[Data excerpts]
■ ■ ■

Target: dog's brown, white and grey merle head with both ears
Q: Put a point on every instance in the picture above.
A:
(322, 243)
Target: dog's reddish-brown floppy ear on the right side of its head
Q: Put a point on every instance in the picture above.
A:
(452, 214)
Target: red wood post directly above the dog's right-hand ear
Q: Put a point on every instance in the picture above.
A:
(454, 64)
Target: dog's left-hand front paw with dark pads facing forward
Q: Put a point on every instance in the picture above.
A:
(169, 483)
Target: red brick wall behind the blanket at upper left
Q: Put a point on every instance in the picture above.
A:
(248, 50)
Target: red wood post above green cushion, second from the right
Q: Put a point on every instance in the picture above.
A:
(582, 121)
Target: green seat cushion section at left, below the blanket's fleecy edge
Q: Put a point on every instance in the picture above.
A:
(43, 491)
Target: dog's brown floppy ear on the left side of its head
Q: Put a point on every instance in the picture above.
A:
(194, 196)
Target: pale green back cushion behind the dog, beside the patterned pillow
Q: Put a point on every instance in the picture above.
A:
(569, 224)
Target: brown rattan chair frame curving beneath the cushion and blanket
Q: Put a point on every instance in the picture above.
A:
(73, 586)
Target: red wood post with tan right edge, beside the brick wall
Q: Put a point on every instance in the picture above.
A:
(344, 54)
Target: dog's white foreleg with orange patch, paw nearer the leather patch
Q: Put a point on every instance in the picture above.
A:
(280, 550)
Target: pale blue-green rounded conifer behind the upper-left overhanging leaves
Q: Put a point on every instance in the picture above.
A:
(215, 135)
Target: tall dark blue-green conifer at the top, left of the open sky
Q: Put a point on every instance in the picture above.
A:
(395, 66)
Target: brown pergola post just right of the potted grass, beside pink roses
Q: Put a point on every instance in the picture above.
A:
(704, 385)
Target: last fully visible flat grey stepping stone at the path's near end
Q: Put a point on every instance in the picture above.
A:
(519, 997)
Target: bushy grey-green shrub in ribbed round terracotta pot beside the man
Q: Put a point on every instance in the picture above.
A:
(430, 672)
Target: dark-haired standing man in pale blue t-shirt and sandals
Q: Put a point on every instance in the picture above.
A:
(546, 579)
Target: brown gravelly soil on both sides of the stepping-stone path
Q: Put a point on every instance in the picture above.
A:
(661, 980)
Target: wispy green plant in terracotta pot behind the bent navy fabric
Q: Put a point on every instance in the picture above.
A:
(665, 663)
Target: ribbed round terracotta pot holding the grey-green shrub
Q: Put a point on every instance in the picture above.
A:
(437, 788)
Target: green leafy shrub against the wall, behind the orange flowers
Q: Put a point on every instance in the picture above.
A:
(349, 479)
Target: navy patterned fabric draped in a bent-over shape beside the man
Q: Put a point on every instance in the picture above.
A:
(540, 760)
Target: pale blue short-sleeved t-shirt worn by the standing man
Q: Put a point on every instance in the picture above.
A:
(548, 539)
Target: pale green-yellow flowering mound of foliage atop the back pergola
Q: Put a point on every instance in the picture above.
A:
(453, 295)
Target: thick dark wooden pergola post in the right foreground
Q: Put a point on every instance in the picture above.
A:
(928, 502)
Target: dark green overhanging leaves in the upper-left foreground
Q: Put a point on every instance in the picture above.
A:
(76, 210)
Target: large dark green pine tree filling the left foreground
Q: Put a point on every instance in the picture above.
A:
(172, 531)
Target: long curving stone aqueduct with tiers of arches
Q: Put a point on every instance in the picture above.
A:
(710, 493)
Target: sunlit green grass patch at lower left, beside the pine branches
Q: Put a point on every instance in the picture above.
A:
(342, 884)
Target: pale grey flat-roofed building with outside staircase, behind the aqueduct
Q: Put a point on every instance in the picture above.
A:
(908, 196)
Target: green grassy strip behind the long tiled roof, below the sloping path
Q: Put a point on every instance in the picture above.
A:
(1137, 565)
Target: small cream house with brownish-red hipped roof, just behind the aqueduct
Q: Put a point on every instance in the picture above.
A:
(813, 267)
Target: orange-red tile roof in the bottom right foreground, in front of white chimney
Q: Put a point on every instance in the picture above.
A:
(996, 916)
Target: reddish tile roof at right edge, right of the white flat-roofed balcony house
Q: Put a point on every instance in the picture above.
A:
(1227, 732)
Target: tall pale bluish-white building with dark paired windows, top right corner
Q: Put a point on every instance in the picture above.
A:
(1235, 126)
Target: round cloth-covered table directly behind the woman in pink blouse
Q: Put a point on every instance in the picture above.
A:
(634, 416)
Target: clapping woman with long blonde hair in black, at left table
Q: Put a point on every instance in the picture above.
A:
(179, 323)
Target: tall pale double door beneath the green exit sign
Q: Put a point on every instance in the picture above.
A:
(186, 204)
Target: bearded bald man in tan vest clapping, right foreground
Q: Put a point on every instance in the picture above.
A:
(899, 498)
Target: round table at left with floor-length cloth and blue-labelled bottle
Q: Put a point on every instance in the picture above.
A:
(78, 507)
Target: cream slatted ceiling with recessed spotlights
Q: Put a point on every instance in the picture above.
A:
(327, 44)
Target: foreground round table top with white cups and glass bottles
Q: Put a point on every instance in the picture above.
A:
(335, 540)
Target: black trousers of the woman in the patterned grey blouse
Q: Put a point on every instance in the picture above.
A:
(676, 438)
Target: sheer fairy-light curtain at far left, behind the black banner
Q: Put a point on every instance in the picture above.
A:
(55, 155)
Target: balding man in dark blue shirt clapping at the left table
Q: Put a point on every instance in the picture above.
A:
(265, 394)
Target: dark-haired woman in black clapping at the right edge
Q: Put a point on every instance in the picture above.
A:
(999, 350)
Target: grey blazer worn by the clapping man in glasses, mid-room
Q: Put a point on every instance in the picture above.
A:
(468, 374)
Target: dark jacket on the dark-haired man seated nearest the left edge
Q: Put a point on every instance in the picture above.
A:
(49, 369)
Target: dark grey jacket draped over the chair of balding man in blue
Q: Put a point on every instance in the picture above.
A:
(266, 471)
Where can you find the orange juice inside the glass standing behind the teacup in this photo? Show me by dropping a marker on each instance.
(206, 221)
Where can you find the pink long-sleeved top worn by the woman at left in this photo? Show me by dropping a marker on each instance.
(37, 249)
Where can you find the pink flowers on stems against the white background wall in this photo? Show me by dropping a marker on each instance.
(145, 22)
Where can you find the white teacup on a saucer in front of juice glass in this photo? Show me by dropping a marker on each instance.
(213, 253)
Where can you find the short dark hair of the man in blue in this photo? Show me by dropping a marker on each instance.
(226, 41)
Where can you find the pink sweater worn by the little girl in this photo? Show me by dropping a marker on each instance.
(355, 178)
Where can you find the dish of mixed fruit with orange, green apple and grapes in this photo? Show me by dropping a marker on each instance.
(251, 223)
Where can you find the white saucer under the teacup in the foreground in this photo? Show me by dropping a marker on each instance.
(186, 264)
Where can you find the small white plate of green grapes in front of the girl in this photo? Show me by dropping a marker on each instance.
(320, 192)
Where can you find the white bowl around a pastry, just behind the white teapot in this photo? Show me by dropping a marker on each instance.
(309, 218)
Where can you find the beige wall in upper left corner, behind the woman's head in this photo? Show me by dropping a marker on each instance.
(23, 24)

■ ■ ■

◆ PROBLEM TO WORK ON
Respond with one number, the count of lines in the data that hold the string "directly".

◆ ANSWER TO THE PROBLEM
2